══ EXERCISE TEXT

Life in the NBA bubble: Stanford Med alum kept COVID-19 away from players
Stanford Medicine alum Leroy Sims helped design and implement the NBA bubble, which protected players from COVID-19 while allowing basketball to continue.
By Amy Jeter Hansen
In case you missed it, LeBron James did it again. He led yet another NBA team — this time the Los Angeles Lakers — to the national championship crown; and for the fourth time, he collected the Most Valuable Player honor in the process.
But the on-court achievements of James and his colleagues weren’t the only notable aspect of this unusual NBA season. While other professional sports leagues floundered or even fumbled their handling of COVID-19, the NBA collected praise for a “bubble” approach that kept players isolated and largely free of infection.
NBA Vice President and Events Medical Director Leroy Sims, MD — who earned his undergraduate, master’s and medical degrees from Stanford — played a big role in creating and maintaining that bubble in Orlando, Florida.

════
══ DATA EXTRACT

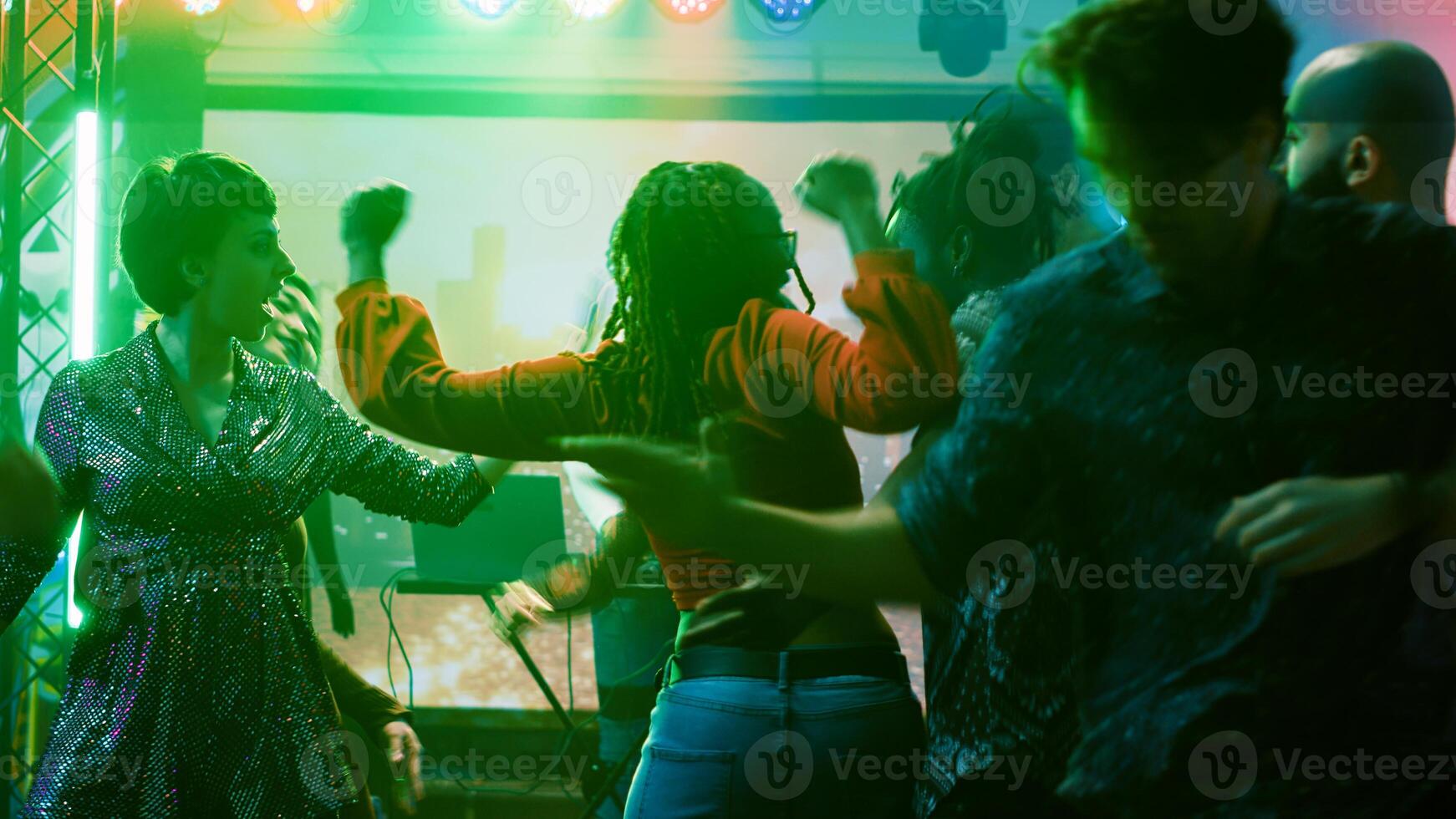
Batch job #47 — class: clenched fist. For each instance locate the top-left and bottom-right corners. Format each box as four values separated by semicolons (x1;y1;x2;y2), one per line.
341;179;410;252
793;153;879;222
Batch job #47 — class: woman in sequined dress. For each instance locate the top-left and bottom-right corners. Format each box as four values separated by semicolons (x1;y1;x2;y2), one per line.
0;153;491;819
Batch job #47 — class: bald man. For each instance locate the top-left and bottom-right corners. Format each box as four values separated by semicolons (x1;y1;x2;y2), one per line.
1283;42;1456;214
1217;42;1456;573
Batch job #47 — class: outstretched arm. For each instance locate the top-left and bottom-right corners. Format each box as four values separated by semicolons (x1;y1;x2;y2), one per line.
0;365;88;630
298;373;491;526
1214;463;1456;575
338;182;606;460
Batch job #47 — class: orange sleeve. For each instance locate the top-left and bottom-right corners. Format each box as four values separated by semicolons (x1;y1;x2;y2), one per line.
338;279;610;461
705;250;960;434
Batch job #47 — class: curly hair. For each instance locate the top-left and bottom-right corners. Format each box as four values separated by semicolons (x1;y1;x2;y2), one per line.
116;151;278;316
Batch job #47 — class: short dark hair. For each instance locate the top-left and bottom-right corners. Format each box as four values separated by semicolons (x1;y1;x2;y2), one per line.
116;151;278;316
1022;0;1295;155
887;89;1076;283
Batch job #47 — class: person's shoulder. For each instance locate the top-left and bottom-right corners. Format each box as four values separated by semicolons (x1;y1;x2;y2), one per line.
1001;230;1138;317
1285;195;1456;256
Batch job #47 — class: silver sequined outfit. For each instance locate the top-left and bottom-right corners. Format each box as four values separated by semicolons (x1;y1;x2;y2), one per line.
0;324;491;819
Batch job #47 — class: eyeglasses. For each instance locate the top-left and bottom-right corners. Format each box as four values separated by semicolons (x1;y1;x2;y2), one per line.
744;230;799;259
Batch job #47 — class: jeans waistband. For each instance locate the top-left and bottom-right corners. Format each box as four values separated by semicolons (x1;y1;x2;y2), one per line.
658;643;910;684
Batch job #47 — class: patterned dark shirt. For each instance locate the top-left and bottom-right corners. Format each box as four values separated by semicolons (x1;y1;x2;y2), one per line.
897;198;1456;815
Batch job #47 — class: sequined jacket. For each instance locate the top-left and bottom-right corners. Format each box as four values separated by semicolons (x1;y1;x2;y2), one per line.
0;324;491;817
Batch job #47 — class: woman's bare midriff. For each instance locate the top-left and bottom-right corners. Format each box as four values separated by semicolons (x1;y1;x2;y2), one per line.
677;605;900;648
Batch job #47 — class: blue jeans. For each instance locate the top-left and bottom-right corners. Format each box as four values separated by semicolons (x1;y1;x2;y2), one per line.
626;646;924;819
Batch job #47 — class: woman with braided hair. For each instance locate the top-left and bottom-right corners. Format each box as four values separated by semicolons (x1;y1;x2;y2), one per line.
338;155;955;816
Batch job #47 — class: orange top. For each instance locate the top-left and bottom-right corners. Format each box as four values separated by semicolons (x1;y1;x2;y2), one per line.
338;250;960;611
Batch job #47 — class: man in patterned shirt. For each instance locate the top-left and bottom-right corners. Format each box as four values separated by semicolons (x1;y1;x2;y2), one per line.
565;0;1456;816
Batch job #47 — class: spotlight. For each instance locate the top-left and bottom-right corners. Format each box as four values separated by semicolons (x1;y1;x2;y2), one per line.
748;0;822;26
920;0;1006;77
657;0;724;23
567;0;622;20
460;0;516;20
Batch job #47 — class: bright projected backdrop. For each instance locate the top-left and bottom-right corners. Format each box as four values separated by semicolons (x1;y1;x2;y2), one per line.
206;112;949;709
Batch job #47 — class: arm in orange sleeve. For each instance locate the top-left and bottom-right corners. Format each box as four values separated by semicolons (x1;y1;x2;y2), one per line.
705;250;960;434
338;279;610;461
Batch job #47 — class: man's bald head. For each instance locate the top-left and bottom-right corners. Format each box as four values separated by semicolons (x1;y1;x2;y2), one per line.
1285;42;1456;207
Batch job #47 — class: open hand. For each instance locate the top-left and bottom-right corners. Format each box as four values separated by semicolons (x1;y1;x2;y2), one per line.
1214;474;1413;575
380;720;425;816
557;419;732;542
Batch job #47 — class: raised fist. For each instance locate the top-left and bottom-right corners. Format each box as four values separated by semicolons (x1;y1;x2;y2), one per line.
341;179;410;250
793;153;878;221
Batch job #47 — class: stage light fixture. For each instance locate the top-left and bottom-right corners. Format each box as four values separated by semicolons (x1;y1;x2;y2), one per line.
657;0;724;23
567;0;622;20
748;0;824;25
920;0;1006;77
65;110;100;628
182;0;223;18
460;0;516;20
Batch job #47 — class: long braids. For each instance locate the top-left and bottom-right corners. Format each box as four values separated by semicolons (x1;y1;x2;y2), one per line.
597;161;814;440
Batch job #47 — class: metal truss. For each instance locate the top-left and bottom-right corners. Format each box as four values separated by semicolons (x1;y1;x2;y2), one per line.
0;0;113;819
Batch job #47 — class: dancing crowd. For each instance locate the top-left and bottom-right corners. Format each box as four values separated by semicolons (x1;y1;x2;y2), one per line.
0;0;1456;817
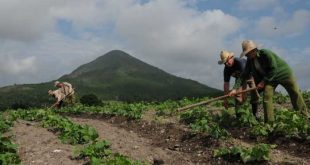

════

Can you retype the NBA bubble article word for word, beginning at the words "Life in the" and stopping after "free of infection."?

[EXERCISE RESULT]:
Life in the NBA bubble: Stanford Med alum kept COVID-19 away from players
Stanford Medicine alum Leroy Sims helped design and implement the NBA bubble, which protected players from COVID-19 while allowing basketball to continue.
By Amy Jeter Hansen
In case you missed it, LeBron James did it again. He led yet another NBA team — this time the Los Angeles Lakers — to the national championship crown; and for the fourth time, he collected the Most Valuable Player honor in the process.
But the on-court achievements of James and his colleagues weren’t the only notable aspect of this unusual NBA season. While other professional sports leagues floundered or even fumbled their handling of COVID-19, the NBA collected praise for a “bubble” approach that kept players isolated and largely free of infection.